On 12/2/05, Tyler Durden <camera_lumina@hotmail.com> wrote:
... Indeed, his focus on P2P architectures would imply that he's largely unaware of May's Crypto Anarchy manifesto, wherein the term "Blacknet" was defined to include information (as this guy seems to understand it) as a mere subset. A blacknet allows for completely anonymous transactions of any form, including monetary.
blacknets don't solve the hard problems related to large scale anonymous digital cash, mainly identity management and strong reputation metrics. (s/digital cash/non trivial resource exchange/g) darknets, as the abused term appears to be currently employed, place an emphasis on friendship as a trust/reputation metric and associate that trusted channel with copyrighted content distribution. (even though, as zooko pointed out, the original microsoft paper describing darknets put more emphasis on the opaque nature of the overlay / private traffic and gave little attention to the friend to friend aspect of introduction / networking)

**DATASET:**
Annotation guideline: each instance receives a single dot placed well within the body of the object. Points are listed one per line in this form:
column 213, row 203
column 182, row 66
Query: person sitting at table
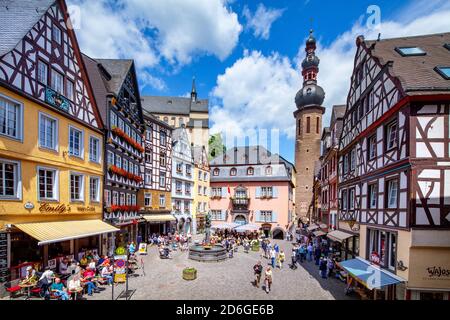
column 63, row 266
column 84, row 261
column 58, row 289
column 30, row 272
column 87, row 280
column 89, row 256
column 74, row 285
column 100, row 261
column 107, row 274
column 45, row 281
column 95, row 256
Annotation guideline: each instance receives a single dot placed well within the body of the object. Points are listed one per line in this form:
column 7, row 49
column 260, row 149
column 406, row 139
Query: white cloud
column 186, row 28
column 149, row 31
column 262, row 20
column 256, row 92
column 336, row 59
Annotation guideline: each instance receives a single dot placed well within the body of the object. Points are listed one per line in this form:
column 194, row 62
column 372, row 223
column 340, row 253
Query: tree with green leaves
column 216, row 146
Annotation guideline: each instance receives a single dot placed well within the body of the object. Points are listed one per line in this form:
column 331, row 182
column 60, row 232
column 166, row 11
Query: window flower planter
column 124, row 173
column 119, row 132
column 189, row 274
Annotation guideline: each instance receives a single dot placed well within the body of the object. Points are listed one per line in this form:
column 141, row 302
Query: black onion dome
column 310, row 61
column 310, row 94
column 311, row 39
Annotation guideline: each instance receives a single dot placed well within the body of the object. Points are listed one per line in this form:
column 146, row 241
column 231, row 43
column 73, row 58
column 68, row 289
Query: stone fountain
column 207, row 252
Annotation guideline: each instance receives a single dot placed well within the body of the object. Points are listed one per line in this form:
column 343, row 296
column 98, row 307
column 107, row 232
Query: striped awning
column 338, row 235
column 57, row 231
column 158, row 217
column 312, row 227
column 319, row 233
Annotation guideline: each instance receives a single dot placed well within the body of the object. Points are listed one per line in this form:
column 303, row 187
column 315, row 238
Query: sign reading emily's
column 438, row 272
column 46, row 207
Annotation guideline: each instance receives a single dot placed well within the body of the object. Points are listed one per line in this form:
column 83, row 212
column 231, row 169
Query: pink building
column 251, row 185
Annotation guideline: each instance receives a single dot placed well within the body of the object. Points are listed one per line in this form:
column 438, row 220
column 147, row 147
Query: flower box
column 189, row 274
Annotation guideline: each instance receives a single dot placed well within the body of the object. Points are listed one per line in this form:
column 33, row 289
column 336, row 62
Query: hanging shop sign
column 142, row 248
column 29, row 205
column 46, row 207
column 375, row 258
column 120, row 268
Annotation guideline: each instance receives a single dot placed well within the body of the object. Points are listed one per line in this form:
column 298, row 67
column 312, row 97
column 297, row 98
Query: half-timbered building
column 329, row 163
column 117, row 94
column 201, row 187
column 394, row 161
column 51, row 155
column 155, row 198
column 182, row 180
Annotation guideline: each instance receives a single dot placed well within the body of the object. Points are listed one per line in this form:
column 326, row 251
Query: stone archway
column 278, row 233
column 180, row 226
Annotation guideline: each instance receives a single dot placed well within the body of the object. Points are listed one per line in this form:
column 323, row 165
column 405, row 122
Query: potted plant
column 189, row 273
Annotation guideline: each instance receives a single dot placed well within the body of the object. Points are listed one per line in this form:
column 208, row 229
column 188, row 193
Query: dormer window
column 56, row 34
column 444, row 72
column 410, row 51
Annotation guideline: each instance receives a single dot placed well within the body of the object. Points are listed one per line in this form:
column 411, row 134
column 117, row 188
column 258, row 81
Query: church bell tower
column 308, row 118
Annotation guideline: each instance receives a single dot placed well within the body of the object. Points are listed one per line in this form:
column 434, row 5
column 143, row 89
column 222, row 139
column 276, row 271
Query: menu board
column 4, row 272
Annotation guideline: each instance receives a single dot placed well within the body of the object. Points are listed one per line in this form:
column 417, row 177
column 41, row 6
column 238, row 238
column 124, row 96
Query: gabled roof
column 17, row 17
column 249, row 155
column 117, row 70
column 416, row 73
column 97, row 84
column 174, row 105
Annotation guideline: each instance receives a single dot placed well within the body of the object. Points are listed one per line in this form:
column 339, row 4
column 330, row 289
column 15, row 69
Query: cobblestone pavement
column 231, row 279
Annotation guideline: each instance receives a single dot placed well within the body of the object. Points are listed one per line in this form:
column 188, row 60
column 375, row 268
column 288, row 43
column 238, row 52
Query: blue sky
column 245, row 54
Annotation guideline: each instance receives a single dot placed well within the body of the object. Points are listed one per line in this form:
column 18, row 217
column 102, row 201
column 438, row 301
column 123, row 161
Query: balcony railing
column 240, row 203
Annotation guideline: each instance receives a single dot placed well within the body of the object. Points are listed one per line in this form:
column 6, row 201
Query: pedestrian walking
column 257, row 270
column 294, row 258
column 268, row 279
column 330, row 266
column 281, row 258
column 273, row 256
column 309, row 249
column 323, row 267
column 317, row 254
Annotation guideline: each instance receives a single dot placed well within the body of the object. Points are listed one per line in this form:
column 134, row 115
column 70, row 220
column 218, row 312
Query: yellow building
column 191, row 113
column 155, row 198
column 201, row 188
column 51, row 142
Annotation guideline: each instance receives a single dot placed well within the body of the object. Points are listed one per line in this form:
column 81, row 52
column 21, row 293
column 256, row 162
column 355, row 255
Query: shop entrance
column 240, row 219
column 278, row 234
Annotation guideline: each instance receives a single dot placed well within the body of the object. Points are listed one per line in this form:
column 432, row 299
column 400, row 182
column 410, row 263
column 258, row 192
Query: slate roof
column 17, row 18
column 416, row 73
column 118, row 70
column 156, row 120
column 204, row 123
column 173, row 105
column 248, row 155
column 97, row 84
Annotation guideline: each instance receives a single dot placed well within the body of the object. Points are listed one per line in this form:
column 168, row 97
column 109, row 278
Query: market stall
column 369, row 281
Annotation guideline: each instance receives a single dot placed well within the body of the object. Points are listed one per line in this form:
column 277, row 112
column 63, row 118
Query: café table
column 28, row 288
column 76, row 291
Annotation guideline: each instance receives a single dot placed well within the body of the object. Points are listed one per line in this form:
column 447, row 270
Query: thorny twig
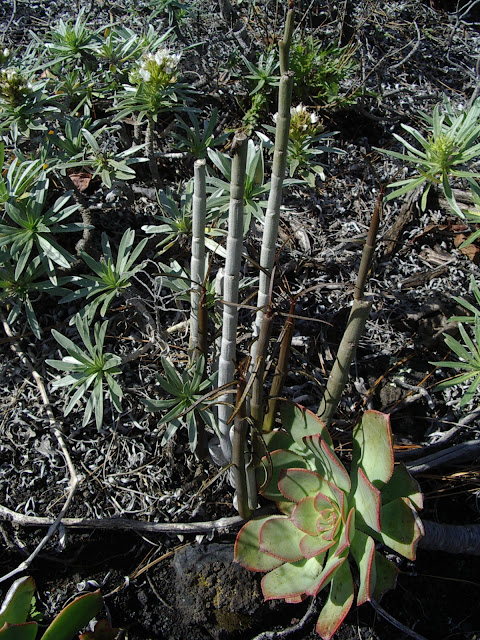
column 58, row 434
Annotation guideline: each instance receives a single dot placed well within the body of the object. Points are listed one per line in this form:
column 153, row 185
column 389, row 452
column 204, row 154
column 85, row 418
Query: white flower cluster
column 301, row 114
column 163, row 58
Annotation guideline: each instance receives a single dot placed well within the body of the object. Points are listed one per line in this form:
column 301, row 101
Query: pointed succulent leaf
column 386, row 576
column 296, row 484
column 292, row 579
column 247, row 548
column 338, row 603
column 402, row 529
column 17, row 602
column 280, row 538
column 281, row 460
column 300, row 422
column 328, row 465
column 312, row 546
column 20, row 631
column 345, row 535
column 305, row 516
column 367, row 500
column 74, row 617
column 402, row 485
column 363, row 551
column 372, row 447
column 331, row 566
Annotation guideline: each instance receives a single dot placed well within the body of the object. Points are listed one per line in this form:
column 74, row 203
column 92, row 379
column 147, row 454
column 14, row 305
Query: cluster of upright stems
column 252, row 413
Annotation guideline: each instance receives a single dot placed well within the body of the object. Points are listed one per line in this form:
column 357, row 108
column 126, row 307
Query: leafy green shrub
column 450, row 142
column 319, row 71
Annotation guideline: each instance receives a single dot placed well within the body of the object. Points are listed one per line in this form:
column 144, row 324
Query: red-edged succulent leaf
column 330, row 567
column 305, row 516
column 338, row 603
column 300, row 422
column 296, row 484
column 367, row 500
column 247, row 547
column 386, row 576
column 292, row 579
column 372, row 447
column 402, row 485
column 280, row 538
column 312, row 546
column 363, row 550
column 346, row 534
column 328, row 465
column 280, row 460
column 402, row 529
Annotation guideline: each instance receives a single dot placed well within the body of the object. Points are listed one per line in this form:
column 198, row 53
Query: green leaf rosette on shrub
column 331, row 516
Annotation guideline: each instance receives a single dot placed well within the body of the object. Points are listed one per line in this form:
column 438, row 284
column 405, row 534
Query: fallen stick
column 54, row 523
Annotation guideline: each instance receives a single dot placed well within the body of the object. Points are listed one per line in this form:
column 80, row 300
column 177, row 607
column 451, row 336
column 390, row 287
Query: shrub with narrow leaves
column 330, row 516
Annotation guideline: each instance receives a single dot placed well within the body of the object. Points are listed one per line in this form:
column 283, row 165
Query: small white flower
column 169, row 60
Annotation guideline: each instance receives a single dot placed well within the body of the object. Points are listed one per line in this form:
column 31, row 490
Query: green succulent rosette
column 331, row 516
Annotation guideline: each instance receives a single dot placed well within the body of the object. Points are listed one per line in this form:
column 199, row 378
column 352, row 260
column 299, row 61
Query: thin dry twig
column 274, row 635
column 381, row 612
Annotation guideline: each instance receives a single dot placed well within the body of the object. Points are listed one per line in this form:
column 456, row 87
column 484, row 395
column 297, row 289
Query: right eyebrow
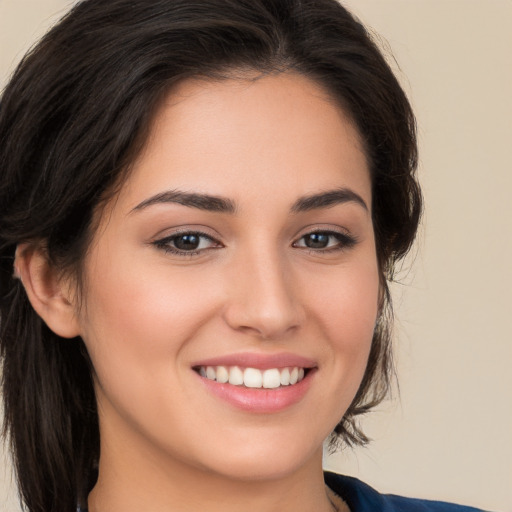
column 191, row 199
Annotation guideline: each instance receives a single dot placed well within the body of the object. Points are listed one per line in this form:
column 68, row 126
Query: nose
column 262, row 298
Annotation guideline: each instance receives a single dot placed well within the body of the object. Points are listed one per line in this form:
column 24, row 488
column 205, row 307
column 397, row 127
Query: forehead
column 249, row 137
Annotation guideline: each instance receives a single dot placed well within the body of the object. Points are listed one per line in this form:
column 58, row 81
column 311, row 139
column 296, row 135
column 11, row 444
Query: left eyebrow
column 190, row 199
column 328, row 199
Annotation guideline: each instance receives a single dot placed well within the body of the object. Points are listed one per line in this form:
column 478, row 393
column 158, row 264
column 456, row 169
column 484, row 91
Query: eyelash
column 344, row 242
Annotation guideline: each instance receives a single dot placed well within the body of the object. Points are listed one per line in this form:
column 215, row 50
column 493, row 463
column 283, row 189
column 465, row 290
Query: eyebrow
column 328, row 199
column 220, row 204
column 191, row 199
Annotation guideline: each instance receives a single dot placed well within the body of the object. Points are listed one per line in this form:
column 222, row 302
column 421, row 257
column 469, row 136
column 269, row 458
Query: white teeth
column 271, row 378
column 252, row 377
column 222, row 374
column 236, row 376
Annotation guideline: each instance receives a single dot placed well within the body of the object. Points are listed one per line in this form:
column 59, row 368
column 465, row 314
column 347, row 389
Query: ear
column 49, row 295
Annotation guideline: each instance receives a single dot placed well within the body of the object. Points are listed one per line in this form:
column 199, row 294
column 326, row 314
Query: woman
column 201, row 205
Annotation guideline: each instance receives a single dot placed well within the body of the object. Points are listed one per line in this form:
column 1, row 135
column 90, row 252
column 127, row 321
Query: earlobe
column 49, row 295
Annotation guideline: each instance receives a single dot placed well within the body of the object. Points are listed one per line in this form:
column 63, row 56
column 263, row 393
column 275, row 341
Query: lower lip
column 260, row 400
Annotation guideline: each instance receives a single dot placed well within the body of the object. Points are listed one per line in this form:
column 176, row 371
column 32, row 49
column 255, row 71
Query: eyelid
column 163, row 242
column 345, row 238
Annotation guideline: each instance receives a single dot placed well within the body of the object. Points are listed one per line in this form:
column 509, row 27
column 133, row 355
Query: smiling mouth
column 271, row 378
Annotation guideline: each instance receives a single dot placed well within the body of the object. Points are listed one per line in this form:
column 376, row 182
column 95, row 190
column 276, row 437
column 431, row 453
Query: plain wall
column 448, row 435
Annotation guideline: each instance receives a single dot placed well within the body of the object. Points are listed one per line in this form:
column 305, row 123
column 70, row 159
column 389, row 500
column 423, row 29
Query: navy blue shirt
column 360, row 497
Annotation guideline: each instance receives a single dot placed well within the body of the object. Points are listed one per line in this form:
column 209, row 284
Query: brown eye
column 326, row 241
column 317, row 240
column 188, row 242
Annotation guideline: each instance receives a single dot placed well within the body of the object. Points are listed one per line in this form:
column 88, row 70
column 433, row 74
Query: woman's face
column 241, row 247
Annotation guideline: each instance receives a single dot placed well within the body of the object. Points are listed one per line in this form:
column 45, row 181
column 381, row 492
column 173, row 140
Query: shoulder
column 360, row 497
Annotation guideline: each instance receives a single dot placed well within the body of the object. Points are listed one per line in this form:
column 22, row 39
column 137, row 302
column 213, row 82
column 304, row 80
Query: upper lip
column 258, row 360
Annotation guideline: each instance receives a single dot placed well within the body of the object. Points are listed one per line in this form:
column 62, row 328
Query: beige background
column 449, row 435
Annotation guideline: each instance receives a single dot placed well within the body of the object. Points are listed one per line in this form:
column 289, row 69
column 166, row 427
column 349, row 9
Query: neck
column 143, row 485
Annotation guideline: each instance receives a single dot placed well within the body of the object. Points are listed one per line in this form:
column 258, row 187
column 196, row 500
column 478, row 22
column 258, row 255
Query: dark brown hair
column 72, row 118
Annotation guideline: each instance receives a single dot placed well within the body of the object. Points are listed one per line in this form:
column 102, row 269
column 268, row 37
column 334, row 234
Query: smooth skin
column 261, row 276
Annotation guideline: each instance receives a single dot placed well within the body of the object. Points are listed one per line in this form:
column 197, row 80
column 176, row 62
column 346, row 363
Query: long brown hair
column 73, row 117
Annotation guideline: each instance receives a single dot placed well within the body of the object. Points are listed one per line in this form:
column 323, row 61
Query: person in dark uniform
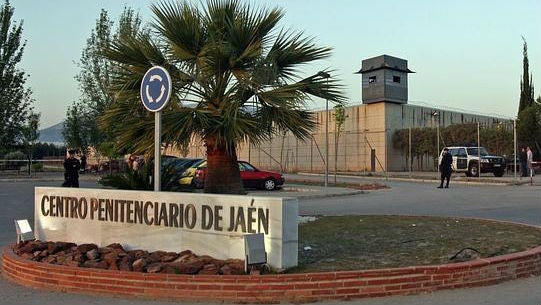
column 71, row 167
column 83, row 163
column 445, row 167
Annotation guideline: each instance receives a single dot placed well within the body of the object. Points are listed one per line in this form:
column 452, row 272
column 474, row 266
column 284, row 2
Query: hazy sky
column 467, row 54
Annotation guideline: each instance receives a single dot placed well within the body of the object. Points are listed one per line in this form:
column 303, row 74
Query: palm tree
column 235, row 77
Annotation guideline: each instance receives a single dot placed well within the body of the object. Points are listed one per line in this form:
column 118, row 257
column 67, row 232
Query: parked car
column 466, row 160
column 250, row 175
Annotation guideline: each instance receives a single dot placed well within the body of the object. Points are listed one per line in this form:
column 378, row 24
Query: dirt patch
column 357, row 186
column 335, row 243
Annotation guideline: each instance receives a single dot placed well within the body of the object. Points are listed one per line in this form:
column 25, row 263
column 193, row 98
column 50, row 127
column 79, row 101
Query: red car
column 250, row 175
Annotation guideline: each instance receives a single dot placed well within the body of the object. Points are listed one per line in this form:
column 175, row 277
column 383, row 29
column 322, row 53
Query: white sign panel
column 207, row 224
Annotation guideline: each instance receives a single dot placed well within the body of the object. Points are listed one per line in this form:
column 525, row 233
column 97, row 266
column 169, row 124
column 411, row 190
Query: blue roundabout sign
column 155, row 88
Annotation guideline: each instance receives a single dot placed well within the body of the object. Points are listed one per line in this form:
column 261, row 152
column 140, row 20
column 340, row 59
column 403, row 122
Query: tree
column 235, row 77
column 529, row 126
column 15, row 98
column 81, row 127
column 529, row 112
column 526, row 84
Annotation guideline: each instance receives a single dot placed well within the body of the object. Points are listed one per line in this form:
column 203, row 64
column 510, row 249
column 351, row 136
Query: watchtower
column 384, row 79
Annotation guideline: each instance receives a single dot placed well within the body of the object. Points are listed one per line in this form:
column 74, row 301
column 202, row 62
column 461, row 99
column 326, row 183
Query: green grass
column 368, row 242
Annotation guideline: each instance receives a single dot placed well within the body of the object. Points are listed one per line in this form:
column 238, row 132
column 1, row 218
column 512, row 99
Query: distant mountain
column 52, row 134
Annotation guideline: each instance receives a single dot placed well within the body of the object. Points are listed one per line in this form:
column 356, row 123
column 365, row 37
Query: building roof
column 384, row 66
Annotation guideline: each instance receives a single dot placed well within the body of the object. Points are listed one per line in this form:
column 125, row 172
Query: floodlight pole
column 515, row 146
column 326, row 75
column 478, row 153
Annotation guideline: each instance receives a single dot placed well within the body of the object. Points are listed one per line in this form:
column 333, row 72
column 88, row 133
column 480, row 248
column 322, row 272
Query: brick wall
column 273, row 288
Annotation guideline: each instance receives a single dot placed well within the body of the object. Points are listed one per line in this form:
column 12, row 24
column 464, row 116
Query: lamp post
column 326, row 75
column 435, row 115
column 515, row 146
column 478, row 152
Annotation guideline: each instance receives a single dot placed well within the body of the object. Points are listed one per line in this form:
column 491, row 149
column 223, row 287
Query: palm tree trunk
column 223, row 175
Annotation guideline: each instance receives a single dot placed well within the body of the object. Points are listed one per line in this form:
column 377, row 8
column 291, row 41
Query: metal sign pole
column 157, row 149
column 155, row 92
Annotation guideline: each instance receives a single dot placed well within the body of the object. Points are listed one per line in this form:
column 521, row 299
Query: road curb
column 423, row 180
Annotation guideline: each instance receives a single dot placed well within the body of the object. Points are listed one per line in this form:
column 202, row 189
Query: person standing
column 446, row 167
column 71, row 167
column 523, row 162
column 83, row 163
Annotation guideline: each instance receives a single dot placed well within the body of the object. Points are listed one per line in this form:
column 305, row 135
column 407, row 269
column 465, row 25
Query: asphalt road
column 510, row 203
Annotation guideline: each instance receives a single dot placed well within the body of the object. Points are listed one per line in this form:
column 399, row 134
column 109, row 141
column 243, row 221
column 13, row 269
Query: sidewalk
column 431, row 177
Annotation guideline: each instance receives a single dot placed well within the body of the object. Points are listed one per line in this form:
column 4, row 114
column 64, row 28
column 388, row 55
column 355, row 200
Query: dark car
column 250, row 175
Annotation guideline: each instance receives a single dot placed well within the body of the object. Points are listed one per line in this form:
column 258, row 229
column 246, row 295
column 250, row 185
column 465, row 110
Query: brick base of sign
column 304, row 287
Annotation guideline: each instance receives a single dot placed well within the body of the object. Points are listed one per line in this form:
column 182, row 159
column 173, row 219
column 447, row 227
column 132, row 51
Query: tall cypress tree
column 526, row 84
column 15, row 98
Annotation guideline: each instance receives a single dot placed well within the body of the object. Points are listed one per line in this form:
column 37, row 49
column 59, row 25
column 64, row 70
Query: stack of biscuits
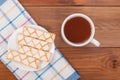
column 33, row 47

**WHAT TO WORK ON:**
1 > Swap "friendship" for "acquaintance" in the blacknets post, starting at "blacknets don't solve" and ending at "introduction / networking)", and give that part again with the change.
2 > Name each person the post on blacknets and darknets mentions.
3 > Take the post on blacknets and darknets further, continuing after its last sentence.

**RESULTS OF THE EXERCISE:**
1 >
blacknets don't solve the hard problems related to large scale anonymous digital cash, mainly identity management and strong reputation metrics. (s/digital cash/non trivial resource exchange/g) darknets, as the abused term appears to be currently employed, place an emphasis on acquaintance as a trust/reputation metric and associate that trusted channel with copyrighted content distribution. (even though, as zooko pointed out, the original microsoft paper describing darknets put more emphasis on the opaque nature of the overlay / private traffic and gave little attention to the friend to friend aspect of introduction / networking)

2 >
Tyler Durden
May
zooko

3 >
This knucklehead seems to want to define "black" and "dark" in terms of some perceived scale of illegality, whereas even in Microsoft's case the term "darknet" was not developed for that purpose.* A "darknet" may include the possibility of no anomymity between pairs or groups of transactors, though the identities (as well as the transactions) are effecitvely "black" to the outside world. The term "darknet" is therefore often equated with P2P/F2F architectures, but those are obviously only one set of instantiations of a "darknet".
agreed. i'm even more convinced these terms are essentially worthless as anything more descriptive than "a private network of some type".
*: Am I wrong in assuming that Microsoft's own usage of the term "darknet" derives largely from the term "blacknet" which may had coined?
embrace and extend the namespace!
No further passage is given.